Aug. 11, 2008

Billy Godfrey still going strong at 90

BY ROY MITCHELL

CENTRE — “We were sitting ducks,” recalls Billy Godfrey.

Godfrey and 365 other United States Marines sat helplessly in Buckner Bay, near Okinawa, Japan. All the other ships and carriers in Godfrey's fleet disappeared over the horizon in the war-weary summer of 1945, yet the USS Cape Glouster remained. Its anchor wouldn't budge from the ocean floor.

Godfrey, venerable veteran, former educator, basketball coach, and choir director, recalls that soldiers on board couldn't afford to be afraid.

“You'd go nutty if you worried about it,” he says.

And there was plenty to worry about.

The USS Pennsylvania had been ordered to help protect the stuck vessel, but a Japanese kamikaze plane struck the battleship as it floated next to Godfrey's immobile carrier. The next day, another Japanese kamikaze took aim.

“I don't know why he didn't hit us,” Godfrey says. “He hit the small transport ship sitting right next to us.”

World War II ended with the Cape Glouster's anchor still sitting on the bottom. After escaping the war in the Pacific with his life, Billy Godfrey -- a music-loving, 135-pound kid with a high-pitched voice -- received two Battle Stars and a Presidential Citation.

Aside from his military service, Godfrey has barely lived farther than a dog's bark away from the Alexis community in eastern Cherokee County. He was born 90 years ago last Monday.

In 1918, John F. Kennedy was a year old. Women could not vote for president, and the Boston Red Sox won the World Series behind a promising young slugger named Babe Ruth. Nine decades later, Godfrey proudly retains a lifetime of anecdotes and experiences.

Attending the old Alexis schoolhouse, the future educator wasn't the most disciplined of students. He actually failed the 7th grade.

“They got a principal in there. He and I just didn't gee-haw,” he recalls.

Godfrey made a second attempt at passing the 7th grade at Cedar Bluff. Yet the makeshift bus for transporting country kids across the Coosa River proved quite unreliable.

“It had wooden benches, and it broke down half the time,” he says. “We called it the 'Chicken Coop'.”

The old bus crossed the Coosa on a ferry twice a day. According to Godfrey, the bus would sometimes arrive at the ferry only to find the operator intoxicated. Students actually guided the ferry across the Coosa many a morning.
—————
* Task list
• a. From the article about Billy Godfrey, list the facts it gives about the year 1918.
• b. According to the article about Billy Godfrey, what name did the students give the bus that took country children across the Coosa River?

* Given information
—————
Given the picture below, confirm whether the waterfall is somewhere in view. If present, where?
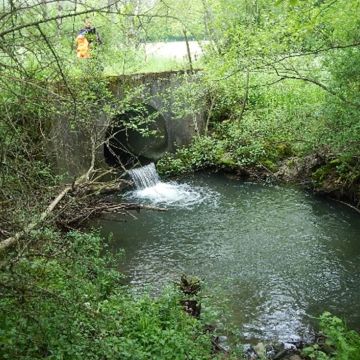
—————
* Outputs
• a.
- John F. Kennedy was a year old.
- Women could not vote for president.
- The Boston Red Sox won the World Series behind a promising young slugger named Babe Ruth.

• b. They called it the "Chicken Coop."